▶ _Consigne A_
D'après l'extrait ci-dessous, pourquoi le placement en rétention administrative ne saurait-il porter une atteinte disproportionnée à la vie privée et familiale de l'étranger ? Répondez en une à trois phrases.

▶ _Extrait du document_
++++++

Dès lors, une telle information n'a pas à figurer sur la feuille de registre dès lors que la mesure d'éloignement a acquis force exécutoire et que la procédure devant la cour administrative d'appel, ne revêt, dans cette hypothèse, aucun caractère suspensif.
Au surplus, la procédure devant la cour administrative d'appel n'ayant aucun caractère suspensif, le recours interjeté ne peut avoir aucune incidence sur les conditions de ladite rétention, de sorte que l'intéressé ne peut justifier d'aucune atteinte à ses droits.
Par conséquent, aucune irrégularité n'est à relever, la cour considère que le registre produit par l'administration avec sa requête en prolongation de la rétention est actualisé, le moyen n'est donc pas fondé et sera rejeté.
A titre superfétatoire, à la demande de la cour une nouvelle copie du registre actualisée a été demandé le 6 août 2025, y est complété la décision rendue le 5 août 2025 par le tribunal judiciaire et l'appel devant notre cour, mentions qui ne pouvaient figurer lors du dépôt de la requête.
Sur la contestation de l'arrêté de placement en rétention tiré de la violation de l'article 8 de la CEDH
Le contrôle du respect de l'article 8 de la CEDH, accordant à toute personne le droit au respect de sa vie privée et familiale, de son domicile et de sa correspondance, par le juge judiciaire ne doit s'entendre qu'au regard de l'arrêté préfectoral de placement en rétention contesté et non au regard du titre d'éloignement ou du choix du pays de retour, cirières de la compétence du juge administratif.
Le dit arrêté de placement en rétention ayant été adopté pour une durée de 4 jours.
Le placement en rétention administrative d'un étranger, qui consiste à maintenir l'intéressé à la disposition de l'administration avant son éloignement, du fait de sa durée nécessairement limitée et des garanties qu'il comporte, ne saurait porter une atteinte disproportionnée à sa vie privée et familiale ni constituer une peine ou un traitement inhumains et dégradants. Seule la décision d'éloignement pourrait éventuellement être critiquée à ces titres, mais devant le juge administratif seul compétent pour apprécier la mesure d'éloignement et pas devant le juge judiciaire en charge uniquement du contrôle de la rétention.

++++++

▶ _Enregistrements fournis_
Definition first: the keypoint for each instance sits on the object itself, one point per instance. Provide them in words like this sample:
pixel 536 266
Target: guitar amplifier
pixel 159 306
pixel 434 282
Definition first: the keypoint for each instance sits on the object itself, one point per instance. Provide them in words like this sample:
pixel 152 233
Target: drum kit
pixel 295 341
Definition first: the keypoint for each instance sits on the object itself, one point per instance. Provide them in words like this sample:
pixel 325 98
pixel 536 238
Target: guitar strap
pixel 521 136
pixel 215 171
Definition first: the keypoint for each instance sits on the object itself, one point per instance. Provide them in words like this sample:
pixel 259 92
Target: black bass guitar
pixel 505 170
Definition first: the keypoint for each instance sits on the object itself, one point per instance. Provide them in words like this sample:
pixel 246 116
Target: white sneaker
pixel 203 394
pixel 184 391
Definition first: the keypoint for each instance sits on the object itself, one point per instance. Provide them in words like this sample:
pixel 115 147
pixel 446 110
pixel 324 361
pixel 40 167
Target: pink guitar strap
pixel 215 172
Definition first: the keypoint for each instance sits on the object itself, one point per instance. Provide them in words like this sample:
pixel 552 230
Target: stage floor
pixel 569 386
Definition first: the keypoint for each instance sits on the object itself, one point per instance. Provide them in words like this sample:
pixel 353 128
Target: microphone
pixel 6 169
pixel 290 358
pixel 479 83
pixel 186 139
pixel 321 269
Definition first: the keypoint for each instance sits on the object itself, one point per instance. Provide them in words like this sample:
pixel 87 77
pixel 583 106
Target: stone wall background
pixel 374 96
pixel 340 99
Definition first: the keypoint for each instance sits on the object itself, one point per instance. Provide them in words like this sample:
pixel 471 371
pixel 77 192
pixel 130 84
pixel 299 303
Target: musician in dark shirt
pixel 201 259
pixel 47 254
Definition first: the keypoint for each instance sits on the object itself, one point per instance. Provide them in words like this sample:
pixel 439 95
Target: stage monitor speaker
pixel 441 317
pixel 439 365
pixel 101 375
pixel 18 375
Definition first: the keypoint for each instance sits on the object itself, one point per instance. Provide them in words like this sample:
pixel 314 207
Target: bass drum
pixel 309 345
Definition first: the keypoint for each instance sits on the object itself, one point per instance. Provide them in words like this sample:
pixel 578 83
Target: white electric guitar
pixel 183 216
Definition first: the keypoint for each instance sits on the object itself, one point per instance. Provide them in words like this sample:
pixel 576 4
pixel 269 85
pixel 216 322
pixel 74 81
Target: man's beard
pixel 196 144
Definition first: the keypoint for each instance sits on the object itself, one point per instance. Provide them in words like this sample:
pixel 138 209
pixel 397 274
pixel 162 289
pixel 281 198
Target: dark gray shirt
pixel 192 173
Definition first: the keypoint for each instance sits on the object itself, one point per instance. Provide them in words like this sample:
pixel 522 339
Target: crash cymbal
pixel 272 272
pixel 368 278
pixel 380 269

++++++

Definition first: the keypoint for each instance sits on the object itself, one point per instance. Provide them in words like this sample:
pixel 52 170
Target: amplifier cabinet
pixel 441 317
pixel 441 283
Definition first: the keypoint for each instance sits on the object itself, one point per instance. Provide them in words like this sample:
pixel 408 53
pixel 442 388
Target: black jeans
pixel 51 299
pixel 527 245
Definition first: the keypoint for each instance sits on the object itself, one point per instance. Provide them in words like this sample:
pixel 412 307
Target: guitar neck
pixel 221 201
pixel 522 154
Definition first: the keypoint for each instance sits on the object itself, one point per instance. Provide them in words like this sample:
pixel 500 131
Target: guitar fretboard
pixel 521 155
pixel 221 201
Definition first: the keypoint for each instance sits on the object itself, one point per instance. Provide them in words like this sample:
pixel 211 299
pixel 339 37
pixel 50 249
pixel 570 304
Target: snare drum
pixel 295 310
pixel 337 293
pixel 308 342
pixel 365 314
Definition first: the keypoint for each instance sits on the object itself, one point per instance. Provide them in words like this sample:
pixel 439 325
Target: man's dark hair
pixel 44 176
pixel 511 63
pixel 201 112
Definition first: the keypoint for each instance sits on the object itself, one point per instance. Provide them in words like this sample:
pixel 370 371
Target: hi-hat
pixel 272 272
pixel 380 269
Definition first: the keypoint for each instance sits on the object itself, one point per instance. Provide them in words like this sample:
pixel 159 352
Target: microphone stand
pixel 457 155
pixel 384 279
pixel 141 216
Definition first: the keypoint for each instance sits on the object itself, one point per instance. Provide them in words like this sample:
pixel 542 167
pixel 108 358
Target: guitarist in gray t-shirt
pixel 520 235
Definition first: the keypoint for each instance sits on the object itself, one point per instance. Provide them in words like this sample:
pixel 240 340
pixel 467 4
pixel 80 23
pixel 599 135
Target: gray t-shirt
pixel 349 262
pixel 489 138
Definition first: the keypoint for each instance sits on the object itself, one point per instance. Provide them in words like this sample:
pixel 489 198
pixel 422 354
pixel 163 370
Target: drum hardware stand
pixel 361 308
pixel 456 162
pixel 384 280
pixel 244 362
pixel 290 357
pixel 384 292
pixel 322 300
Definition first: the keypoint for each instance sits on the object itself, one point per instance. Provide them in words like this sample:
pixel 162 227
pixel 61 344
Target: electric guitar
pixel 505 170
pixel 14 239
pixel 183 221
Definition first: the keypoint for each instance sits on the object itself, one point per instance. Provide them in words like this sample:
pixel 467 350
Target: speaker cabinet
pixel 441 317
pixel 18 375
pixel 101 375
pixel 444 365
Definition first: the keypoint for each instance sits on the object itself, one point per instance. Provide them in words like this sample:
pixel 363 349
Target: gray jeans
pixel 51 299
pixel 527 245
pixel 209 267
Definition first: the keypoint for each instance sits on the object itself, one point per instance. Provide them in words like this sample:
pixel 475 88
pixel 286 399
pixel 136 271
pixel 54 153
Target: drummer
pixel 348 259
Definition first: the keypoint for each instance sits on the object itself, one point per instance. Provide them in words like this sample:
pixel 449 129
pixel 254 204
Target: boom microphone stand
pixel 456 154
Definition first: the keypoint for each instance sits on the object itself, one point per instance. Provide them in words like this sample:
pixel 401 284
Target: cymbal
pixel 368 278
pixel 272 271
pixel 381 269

++++++

▶ _Consigne B_
Repérez dans les enregistrements ci-dessus chaque ligne qui contient le mot « stand », puis recopiez ces lignes.

▶ _Réponse rédigée A_
Parce que ce placement, qui consiste à maintenir l'intéressé à la disposition de l'administration avant son éloignement, a une durée nécessairement limitée et comporte des garanties. Pour ces raisons, il ne peut ni porter une atteinte disproportionnée à sa vie privée et familiale, ni constituer une peine ou un traitement inhumains et dégradants.

▶ _Réponse rédigée B_
Target: microphone stand
Target: drum hardware stand
Target: boom microphone stand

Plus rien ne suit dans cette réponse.